*** Recorded information ***

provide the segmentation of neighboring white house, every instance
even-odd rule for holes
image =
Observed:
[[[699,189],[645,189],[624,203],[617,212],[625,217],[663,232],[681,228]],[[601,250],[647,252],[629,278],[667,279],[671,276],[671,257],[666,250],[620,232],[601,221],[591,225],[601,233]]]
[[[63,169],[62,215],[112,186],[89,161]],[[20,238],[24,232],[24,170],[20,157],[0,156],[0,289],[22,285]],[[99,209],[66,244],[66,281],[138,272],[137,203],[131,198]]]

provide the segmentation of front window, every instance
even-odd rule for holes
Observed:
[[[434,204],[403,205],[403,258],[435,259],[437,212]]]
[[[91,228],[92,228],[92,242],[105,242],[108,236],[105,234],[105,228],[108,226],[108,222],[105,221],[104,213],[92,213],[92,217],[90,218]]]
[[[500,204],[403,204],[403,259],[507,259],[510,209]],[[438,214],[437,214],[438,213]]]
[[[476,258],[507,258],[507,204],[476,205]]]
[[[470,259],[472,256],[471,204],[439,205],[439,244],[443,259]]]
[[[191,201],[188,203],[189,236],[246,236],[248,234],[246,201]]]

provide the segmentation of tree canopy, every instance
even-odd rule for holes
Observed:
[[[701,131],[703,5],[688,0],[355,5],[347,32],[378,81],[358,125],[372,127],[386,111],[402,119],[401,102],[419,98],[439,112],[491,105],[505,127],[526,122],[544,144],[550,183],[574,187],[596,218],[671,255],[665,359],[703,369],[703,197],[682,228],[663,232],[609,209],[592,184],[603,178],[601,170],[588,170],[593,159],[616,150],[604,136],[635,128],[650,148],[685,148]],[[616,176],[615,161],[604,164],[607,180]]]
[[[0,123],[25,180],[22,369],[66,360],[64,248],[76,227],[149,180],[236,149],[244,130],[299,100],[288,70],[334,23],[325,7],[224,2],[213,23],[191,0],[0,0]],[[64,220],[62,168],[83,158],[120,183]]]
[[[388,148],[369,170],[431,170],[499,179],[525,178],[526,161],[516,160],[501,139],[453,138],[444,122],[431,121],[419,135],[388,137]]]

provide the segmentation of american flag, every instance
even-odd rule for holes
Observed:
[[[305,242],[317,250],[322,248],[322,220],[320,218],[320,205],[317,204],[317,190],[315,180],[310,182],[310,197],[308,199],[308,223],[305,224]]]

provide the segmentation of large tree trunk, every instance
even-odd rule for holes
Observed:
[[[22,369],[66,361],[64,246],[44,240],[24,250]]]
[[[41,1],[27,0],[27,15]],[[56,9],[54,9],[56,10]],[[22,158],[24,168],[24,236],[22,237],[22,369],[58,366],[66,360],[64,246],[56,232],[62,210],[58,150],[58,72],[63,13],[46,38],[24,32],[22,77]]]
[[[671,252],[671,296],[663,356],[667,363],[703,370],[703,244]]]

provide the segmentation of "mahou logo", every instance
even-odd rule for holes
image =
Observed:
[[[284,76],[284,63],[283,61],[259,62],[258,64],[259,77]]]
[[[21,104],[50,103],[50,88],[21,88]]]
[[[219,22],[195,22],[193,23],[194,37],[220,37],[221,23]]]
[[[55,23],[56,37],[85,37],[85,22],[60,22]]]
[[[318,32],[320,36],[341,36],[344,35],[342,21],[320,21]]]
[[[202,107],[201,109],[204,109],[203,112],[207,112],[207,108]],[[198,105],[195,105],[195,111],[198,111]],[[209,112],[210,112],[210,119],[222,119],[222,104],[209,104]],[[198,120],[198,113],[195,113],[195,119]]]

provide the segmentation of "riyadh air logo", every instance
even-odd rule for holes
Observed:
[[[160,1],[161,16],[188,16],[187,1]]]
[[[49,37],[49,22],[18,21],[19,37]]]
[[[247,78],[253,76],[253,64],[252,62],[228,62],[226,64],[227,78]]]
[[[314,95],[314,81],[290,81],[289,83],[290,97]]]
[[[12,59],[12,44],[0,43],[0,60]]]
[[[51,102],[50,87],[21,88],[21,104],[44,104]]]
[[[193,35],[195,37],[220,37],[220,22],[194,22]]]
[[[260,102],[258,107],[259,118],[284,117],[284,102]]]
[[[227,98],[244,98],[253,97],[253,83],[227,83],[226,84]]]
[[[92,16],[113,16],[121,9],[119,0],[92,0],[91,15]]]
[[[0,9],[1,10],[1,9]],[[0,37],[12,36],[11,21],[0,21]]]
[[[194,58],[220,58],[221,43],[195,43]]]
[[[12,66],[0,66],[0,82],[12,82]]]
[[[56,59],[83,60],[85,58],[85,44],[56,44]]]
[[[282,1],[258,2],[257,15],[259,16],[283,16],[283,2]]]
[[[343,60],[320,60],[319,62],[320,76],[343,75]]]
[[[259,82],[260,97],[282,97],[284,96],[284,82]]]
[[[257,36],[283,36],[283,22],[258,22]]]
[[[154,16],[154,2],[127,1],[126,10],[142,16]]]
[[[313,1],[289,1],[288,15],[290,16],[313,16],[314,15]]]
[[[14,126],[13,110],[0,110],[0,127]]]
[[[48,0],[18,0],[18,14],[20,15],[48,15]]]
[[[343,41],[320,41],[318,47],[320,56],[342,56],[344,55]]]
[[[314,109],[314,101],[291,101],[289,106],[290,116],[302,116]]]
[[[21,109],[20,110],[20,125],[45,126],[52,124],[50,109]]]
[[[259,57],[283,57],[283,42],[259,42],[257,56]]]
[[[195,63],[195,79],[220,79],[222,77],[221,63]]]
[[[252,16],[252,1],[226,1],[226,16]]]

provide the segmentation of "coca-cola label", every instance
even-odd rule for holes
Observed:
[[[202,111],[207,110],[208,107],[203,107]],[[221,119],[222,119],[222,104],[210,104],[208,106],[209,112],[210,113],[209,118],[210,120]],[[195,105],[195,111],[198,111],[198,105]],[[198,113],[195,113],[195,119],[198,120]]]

***

* [The exercise] Please reproduce all of the lines above word for word, keeping every character unchanged.

* [Written response]
provide the segmentation of neighboring white house, every instance
even-odd rule for holes
image =
Observed:
[[[699,189],[645,189],[624,203],[617,212],[625,217],[663,232],[681,228]],[[601,250],[647,252],[629,278],[667,279],[671,276],[671,257],[666,250],[620,232],[601,221],[591,225],[601,233]]]
[[[63,169],[62,215],[112,186],[89,161]],[[20,238],[24,232],[24,170],[20,157],[0,156],[0,289],[22,285]],[[99,209],[66,244],[66,281],[138,272],[137,203],[131,198]]]

provide the segmentation of front window, every instance
even-odd rule for holes
Observed:
[[[434,204],[403,205],[403,258],[435,259],[437,212]]]
[[[91,228],[92,228],[92,242],[105,242],[108,236],[105,234],[105,228],[108,226],[108,222],[105,221],[104,213],[92,213],[92,217],[90,218]]]
[[[500,204],[403,204],[403,259],[507,259],[510,209]],[[438,214],[437,214],[438,213]]]
[[[476,258],[507,258],[507,204],[476,205]]]
[[[470,259],[472,256],[471,204],[439,205],[439,244],[443,259]]]
[[[191,201],[188,203],[189,236],[246,236],[248,234],[246,201]]]

provide the segmentation of tree canopy, every instance
even-odd rule for holes
Observed:
[[[701,131],[703,5],[688,0],[355,5],[347,32],[378,81],[358,125],[372,127],[386,111],[402,119],[401,102],[419,98],[439,112],[491,105],[505,127],[526,122],[544,144],[550,183],[574,187],[596,218],[671,255],[665,359],[703,369],[703,197],[682,228],[663,232],[609,209],[592,184],[603,178],[601,170],[588,170],[593,159],[616,150],[604,136],[635,128],[650,148],[685,148]],[[616,176],[615,161],[604,164],[607,180]]]
[[[0,123],[25,180],[22,369],[66,360],[64,248],[76,227],[149,180],[236,149],[244,130],[299,100],[288,70],[334,23],[325,7],[224,2],[213,23],[191,0],[0,0]],[[64,220],[62,168],[83,158],[120,183]]]
[[[388,148],[369,170],[431,170],[499,179],[525,178],[526,161],[516,160],[501,139],[453,138],[444,122],[431,121],[419,135],[388,137]]]

provide the segmentation of american flag, every instance
even-odd rule for holes
Observed:
[[[305,242],[317,250],[322,248],[322,220],[320,218],[320,205],[317,204],[317,190],[315,180],[310,182],[310,197],[308,199],[308,223],[305,224]]]

provide the segmentation of large tree trunk, every instance
even-odd rule for holes
Observed:
[[[22,369],[66,361],[64,246],[44,240],[24,250]]]
[[[41,1],[27,0],[27,15]],[[56,9],[54,9],[56,10]],[[22,158],[24,168],[24,236],[22,237],[22,369],[58,366],[66,360],[64,246],[56,232],[62,210],[58,150],[58,72],[63,13],[46,38],[24,32],[22,77]]]
[[[671,252],[671,296],[663,356],[667,363],[703,370],[703,244]]]

provide the segmentation of "mahou logo", every instance
even-odd rule for holes
image =
Observed:
[[[284,76],[284,63],[283,61],[259,62],[258,64],[259,77]]]
[[[21,104],[50,103],[50,88],[21,88]]]
[[[219,22],[195,22],[193,23],[194,37],[220,37],[221,23]]]
[[[55,23],[56,37],[85,37],[85,22],[60,22]]]
[[[318,32],[320,36],[341,36],[344,35],[342,21],[320,21]]]
[[[202,107],[201,109],[204,109],[203,112],[207,112],[207,108]],[[198,105],[195,105],[195,111],[198,111]],[[209,112],[210,112],[210,119],[222,119],[222,104],[209,104]],[[198,120],[198,113],[195,113],[195,119]]]

provide the segmentation of "riyadh air logo", every instance
even-odd rule for holes
Observed:
[[[160,1],[161,16],[188,16],[187,1]]]
[[[49,37],[49,22],[18,21],[19,37]]]
[[[247,78],[253,76],[253,64],[252,62],[228,62],[226,64],[227,78]]]
[[[314,95],[314,81],[290,81],[289,83],[290,97]]]
[[[12,59],[12,44],[0,43],[0,60]]]
[[[51,102],[50,87],[21,88],[21,104],[44,104]]]
[[[193,35],[195,37],[220,37],[220,22],[194,22]]]
[[[260,102],[258,107],[259,118],[284,117],[284,102]]]
[[[227,98],[244,98],[253,97],[253,83],[227,83],[226,84]]]
[[[92,16],[113,16],[121,9],[119,0],[92,0],[91,15]]]
[[[0,9],[1,10],[1,9]],[[0,37],[12,36],[11,21],[0,21]]]
[[[194,58],[220,58],[221,43],[195,43]]]
[[[12,66],[0,66],[0,82],[12,82]]]
[[[56,59],[83,60],[85,58],[85,44],[56,44]]]
[[[282,1],[258,2],[257,15],[259,16],[283,16],[283,2]]]
[[[343,60],[320,60],[319,62],[320,76],[343,75]]]
[[[259,82],[260,97],[282,97],[284,96],[284,82]]]
[[[257,36],[283,36],[283,22],[258,22]]]
[[[154,16],[154,2],[127,1],[126,10],[142,16]]]
[[[313,1],[289,1],[288,15],[290,16],[313,16],[314,15]]]
[[[14,126],[13,110],[0,110],[0,127]]]
[[[48,0],[18,0],[18,14],[20,15],[48,15]]]
[[[343,41],[320,41],[318,47],[320,56],[342,56],[344,55]]]
[[[314,109],[314,101],[291,101],[289,106],[290,116],[302,116]]]
[[[21,109],[20,110],[20,125],[45,126],[52,124],[50,109]]]
[[[259,57],[283,57],[283,42],[259,42],[257,56]]]
[[[195,63],[195,79],[220,79],[222,77],[221,63]]]
[[[252,16],[252,1],[226,1],[226,16]]]

provide the segmentation of "coca-cola label", every instance
even-odd rule for holes
Observed:
[[[202,111],[207,110],[208,107],[203,107]],[[221,119],[222,119],[222,104],[210,104],[208,106],[209,112],[210,113],[209,118],[210,120]],[[195,105],[195,111],[198,111],[198,105]],[[198,113],[195,113],[195,119],[198,120]]]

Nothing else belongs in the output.